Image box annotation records

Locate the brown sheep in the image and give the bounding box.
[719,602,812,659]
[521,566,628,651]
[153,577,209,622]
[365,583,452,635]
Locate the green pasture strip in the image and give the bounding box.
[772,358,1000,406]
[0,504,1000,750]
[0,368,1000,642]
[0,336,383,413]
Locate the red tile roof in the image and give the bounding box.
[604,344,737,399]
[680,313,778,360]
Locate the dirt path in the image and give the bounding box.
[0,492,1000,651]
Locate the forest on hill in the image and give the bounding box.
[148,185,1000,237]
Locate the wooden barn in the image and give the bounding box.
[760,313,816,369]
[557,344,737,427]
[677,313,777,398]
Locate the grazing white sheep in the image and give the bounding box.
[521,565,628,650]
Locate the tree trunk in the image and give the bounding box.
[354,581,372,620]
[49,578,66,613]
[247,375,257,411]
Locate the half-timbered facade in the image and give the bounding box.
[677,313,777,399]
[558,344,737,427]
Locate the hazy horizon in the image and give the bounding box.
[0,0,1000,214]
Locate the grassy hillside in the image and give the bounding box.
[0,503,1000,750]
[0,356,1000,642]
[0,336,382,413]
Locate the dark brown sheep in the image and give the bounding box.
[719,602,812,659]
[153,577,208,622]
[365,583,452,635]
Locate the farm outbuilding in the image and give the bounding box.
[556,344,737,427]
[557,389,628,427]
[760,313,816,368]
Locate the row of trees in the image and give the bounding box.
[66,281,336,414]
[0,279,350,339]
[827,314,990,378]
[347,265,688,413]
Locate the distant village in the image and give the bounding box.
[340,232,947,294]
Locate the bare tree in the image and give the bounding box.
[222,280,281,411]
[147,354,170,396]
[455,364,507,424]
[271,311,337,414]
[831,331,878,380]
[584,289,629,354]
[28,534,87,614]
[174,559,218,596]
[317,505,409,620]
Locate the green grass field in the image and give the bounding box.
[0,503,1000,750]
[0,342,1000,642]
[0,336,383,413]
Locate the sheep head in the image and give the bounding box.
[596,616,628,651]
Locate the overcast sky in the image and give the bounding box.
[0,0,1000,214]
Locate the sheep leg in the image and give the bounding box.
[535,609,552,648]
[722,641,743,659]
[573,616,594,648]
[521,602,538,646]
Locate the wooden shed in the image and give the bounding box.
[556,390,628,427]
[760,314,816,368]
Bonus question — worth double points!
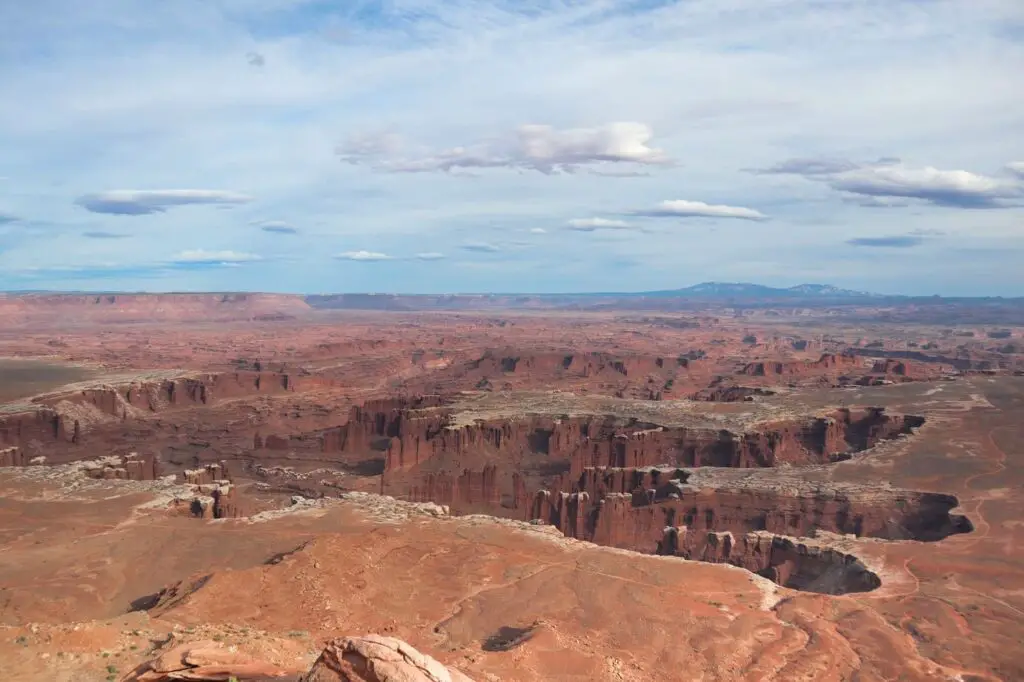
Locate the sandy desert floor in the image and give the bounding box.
[0,301,1024,682]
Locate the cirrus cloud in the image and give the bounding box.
[255,220,299,235]
[337,122,672,174]
[334,251,393,262]
[754,158,1024,208]
[460,242,502,253]
[76,189,253,215]
[171,249,262,265]
[633,199,768,220]
[846,235,925,249]
[565,218,633,232]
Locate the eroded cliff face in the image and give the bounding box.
[0,372,330,458]
[520,468,973,594]
[740,353,863,377]
[557,469,971,552]
[657,527,882,595]
[84,453,161,480]
[323,396,924,475]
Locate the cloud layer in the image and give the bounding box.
[0,0,1024,295]
[634,199,768,220]
[77,189,252,215]
[338,122,671,174]
[757,159,1024,208]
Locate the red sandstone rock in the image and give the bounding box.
[740,353,862,377]
[127,641,290,682]
[302,635,472,682]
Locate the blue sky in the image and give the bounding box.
[0,0,1024,295]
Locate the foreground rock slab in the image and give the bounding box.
[302,635,472,682]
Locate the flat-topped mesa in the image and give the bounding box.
[404,464,502,512]
[466,348,702,378]
[657,526,882,595]
[321,395,446,454]
[83,453,160,480]
[0,293,310,327]
[323,396,924,475]
[0,447,29,467]
[739,353,864,377]
[0,372,331,456]
[529,468,973,594]
[181,461,231,485]
[565,469,973,552]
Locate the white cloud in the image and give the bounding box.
[338,122,671,173]
[635,199,768,220]
[565,218,633,232]
[173,249,261,264]
[77,189,253,215]
[461,242,502,253]
[253,220,299,235]
[0,0,1024,293]
[335,251,391,261]
[826,164,1024,208]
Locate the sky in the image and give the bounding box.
[0,0,1024,296]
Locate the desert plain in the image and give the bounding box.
[0,294,1024,682]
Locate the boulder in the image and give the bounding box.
[302,635,472,682]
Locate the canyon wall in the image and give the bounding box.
[0,372,333,450]
[323,396,924,475]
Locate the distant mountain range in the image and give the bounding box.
[638,282,882,298]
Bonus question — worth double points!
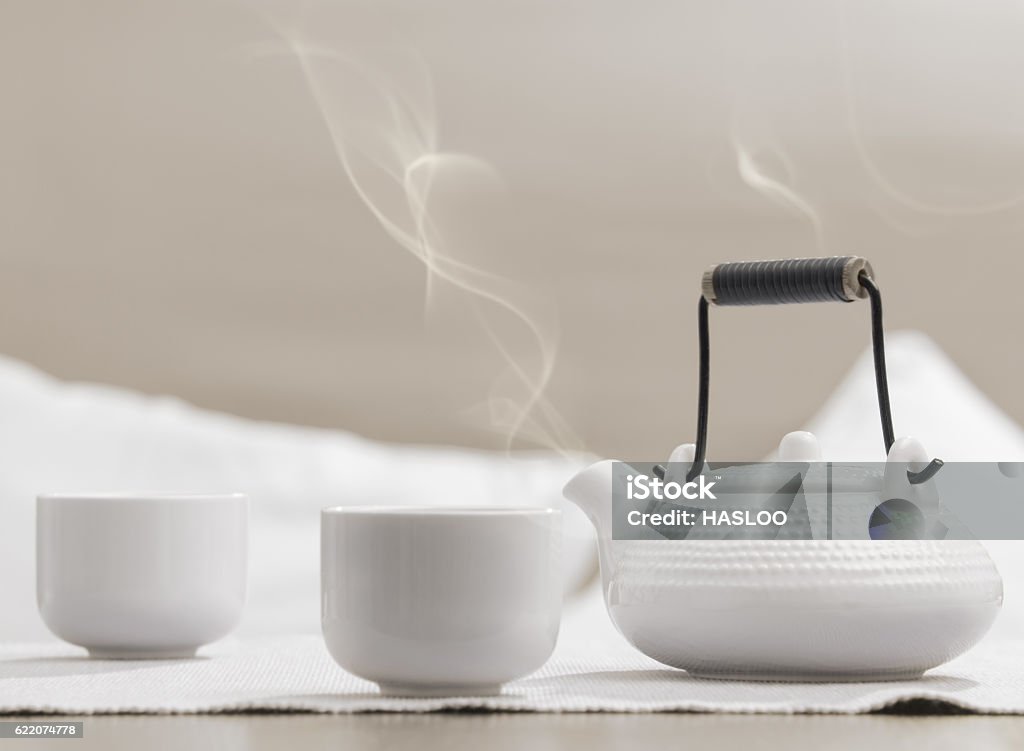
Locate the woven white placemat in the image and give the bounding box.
[0,590,1024,714]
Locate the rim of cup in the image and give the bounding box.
[322,505,561,516]
[36,491,249,503]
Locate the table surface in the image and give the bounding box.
[0,713,1024,751]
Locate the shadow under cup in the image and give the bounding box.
[36,494,248,659]
[321,507,562,696]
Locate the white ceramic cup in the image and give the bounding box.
[321,506,562,696]
[36,494,249,659]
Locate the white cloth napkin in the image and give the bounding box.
[0,596,1024,714]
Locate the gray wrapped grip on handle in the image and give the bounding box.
[700,255,874,305]
[667,255,942,485]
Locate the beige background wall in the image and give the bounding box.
[0,0,1024,458]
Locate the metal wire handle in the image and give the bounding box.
[654,256,943,485]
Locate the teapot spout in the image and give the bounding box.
[562,459,615,539]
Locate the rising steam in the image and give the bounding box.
[242,11,582,452]
[732,135,824,252]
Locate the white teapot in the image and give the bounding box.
[563,433,1002,680]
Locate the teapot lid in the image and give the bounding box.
[703,462,885,495]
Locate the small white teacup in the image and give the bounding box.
[36,493,248,660]
[321,506,562,696]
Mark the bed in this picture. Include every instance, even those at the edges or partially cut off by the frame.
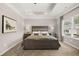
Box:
[23,26,60,50]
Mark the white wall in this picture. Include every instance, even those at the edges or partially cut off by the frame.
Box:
[0,3,24,55]
[63,7,79,49]
[25,15,57,33]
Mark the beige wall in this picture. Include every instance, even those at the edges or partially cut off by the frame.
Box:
[63,7,79,49]
[0,3,24,55]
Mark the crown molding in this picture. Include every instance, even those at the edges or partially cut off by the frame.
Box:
[5,3,24,18]
[57,4,79,19]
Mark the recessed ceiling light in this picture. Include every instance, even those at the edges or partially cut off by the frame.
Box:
[34,3,37,5]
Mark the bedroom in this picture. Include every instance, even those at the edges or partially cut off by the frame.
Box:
[0,3,79,56]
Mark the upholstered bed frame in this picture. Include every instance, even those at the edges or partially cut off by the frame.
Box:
[23,26,60,50]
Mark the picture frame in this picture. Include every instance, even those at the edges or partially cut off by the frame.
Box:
[2,15,16,33]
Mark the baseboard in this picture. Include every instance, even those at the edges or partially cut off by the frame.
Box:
[64,41,79,50]
[0,40,22,56]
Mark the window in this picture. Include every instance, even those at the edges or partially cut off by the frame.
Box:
[62,15,79,39]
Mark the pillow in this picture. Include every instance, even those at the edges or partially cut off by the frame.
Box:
[33,31,40,35]
[42,33,47,36]
[40,31,49,36]
[34,33,39,35]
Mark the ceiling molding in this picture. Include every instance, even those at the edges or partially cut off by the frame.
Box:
[6,3,24,18]
[57,4,79,18]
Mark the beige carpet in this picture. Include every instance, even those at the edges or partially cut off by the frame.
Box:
[3,42,79,56]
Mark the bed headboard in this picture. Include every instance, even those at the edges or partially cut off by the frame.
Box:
[32,26,49,32]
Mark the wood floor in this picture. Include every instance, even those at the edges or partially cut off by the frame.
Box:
[2,42,79,56]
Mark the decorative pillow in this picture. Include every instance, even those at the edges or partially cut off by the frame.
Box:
[40,32,49,36]
[34,33,39,35]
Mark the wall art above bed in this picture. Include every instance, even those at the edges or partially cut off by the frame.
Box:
[2,15,16,33]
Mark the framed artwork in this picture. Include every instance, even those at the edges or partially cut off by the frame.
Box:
[2,15,16,33]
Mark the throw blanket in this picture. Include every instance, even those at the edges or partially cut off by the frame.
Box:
[25,35,57,40]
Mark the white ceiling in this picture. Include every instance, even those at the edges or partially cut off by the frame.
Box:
[5,3,78,17]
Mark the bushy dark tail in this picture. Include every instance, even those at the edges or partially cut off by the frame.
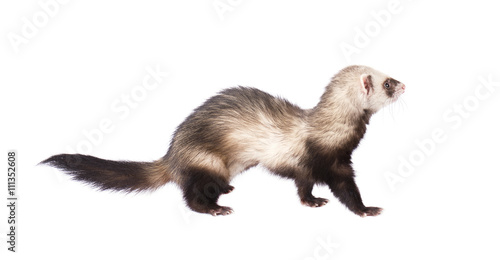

=== WHAT IS NEEDED ===
Reproduce, without alteration, the lines of the data running from the line containing "Locate the red tile" through the line containing "[148,185,1000,237]", with both of those lines included.

=== FULL ANSWER ===
Locate the red tile roof in the image and give the bounding box.
[604,344,737,399]
[680,313,778,360]
Locate the dirt path in the image and give the bounding box.
[0,492,1000,651]
Locate the forest on hill in the image and give the bounding box.
[148,185,1000,237]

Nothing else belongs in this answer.